=== Assigned task ===
All lines in the records below with the word "instance" must be returned.

=== Material for this exercise ===
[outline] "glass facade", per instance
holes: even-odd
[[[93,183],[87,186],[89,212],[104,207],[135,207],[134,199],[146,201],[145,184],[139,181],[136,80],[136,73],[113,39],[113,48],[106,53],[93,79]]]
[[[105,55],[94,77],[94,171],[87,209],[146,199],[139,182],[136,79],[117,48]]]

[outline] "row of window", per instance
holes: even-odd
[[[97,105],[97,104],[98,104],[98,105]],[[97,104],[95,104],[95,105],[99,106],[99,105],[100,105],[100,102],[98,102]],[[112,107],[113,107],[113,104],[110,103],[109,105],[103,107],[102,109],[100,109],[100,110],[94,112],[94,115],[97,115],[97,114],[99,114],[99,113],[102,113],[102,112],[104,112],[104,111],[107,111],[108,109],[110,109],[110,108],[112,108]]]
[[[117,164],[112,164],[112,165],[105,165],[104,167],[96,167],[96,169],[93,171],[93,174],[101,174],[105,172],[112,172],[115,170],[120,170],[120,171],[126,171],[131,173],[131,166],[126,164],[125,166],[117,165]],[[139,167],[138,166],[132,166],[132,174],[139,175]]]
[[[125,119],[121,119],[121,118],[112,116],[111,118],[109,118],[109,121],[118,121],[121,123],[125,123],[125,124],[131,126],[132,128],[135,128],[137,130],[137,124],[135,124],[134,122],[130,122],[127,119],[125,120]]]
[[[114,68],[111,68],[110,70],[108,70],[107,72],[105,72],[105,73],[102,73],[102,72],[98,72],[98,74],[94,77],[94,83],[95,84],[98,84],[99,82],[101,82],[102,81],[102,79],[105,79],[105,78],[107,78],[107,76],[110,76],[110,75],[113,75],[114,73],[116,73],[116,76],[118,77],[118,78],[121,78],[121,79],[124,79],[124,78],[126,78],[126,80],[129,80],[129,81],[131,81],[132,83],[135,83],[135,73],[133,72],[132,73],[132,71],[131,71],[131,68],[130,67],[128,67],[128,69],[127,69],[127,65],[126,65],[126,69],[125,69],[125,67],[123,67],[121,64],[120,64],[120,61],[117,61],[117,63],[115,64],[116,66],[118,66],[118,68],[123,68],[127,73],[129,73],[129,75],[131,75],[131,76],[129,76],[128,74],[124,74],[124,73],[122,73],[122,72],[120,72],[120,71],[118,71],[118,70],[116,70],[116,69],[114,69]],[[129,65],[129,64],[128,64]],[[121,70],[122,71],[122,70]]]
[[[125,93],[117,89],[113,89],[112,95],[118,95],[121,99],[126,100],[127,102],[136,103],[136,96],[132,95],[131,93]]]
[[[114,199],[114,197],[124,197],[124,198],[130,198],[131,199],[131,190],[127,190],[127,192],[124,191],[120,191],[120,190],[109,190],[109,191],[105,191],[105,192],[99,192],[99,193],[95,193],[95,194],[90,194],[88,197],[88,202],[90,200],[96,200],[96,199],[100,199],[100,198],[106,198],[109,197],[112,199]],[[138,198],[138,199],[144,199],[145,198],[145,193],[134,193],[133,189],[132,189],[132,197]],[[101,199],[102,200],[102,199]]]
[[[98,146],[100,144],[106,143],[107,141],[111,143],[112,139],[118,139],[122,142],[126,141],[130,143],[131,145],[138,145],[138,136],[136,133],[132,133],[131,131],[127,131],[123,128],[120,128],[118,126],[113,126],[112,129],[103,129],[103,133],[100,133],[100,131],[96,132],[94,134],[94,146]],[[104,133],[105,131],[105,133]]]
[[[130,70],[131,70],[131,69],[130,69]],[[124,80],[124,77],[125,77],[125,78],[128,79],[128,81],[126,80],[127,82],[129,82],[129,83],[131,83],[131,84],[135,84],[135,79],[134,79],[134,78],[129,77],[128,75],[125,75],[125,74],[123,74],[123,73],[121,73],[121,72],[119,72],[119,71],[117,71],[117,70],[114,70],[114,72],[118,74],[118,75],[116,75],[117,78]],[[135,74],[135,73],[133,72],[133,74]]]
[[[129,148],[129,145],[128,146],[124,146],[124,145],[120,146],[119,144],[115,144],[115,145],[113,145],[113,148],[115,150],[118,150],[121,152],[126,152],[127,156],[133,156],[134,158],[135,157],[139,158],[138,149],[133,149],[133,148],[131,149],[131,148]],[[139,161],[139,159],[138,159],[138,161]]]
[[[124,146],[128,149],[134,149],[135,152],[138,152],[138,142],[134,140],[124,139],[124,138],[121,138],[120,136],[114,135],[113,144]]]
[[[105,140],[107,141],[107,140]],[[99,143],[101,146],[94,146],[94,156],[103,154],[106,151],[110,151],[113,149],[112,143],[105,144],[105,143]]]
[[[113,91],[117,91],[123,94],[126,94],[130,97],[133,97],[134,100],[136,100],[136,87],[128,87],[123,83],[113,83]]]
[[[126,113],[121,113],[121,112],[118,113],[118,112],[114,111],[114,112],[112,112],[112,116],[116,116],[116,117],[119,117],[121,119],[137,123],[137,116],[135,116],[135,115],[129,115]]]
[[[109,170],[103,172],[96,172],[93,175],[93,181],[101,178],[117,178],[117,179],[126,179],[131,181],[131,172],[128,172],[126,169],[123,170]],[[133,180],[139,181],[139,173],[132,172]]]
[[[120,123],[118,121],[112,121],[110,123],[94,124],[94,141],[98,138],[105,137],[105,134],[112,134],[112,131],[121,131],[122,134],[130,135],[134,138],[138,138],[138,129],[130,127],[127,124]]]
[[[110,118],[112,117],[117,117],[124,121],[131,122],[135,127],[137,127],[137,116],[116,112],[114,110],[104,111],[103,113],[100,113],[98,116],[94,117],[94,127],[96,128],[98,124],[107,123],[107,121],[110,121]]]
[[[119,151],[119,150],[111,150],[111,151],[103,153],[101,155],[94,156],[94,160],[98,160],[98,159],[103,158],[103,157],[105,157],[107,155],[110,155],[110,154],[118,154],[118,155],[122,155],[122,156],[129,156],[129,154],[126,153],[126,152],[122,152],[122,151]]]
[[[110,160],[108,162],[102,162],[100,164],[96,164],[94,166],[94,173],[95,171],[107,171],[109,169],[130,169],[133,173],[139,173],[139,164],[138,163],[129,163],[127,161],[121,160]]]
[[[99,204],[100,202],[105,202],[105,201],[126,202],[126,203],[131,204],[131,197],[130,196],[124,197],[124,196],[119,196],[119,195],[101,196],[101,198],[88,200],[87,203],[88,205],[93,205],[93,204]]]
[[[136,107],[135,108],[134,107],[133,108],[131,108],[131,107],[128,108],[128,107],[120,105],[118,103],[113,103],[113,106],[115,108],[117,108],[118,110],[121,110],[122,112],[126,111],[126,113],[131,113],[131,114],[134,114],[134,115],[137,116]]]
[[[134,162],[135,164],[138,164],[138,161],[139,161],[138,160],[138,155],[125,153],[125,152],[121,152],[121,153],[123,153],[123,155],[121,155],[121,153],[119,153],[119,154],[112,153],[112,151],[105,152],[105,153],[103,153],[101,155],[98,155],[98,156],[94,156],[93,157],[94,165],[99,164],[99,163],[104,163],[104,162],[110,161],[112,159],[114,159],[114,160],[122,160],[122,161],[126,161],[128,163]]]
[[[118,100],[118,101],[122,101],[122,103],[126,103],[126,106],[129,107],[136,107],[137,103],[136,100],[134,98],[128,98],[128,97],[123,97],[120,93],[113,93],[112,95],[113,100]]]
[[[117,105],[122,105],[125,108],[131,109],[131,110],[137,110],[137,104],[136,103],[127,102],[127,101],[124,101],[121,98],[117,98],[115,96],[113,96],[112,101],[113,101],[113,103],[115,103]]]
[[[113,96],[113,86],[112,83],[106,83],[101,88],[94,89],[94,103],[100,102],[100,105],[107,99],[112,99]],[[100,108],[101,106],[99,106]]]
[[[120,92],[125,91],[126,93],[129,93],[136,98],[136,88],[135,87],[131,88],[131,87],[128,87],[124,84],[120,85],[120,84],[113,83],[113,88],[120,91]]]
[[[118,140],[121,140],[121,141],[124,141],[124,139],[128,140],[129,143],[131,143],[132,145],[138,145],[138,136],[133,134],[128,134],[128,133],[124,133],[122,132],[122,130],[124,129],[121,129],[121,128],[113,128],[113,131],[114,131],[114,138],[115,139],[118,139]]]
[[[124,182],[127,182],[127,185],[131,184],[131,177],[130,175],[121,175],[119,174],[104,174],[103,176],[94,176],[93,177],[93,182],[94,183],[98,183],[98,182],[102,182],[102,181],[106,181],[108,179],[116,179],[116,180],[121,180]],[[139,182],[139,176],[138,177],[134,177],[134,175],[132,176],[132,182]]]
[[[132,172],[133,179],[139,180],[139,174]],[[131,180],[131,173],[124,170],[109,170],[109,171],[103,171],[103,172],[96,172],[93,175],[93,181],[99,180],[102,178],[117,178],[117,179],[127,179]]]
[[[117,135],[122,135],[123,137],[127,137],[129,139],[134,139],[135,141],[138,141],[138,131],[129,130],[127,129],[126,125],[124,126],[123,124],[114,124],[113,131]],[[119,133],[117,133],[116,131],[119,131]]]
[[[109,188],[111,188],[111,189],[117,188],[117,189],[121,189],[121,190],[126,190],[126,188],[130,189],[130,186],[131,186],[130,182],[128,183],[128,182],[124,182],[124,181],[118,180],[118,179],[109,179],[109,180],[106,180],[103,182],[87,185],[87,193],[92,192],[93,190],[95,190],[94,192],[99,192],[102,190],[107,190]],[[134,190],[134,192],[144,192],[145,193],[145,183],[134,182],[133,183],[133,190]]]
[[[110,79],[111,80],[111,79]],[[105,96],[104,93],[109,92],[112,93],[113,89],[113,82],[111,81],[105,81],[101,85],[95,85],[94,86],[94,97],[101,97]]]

=== Response for this exercise ===
[outline] "glass facade", per instance
[outline] "row of window", per instance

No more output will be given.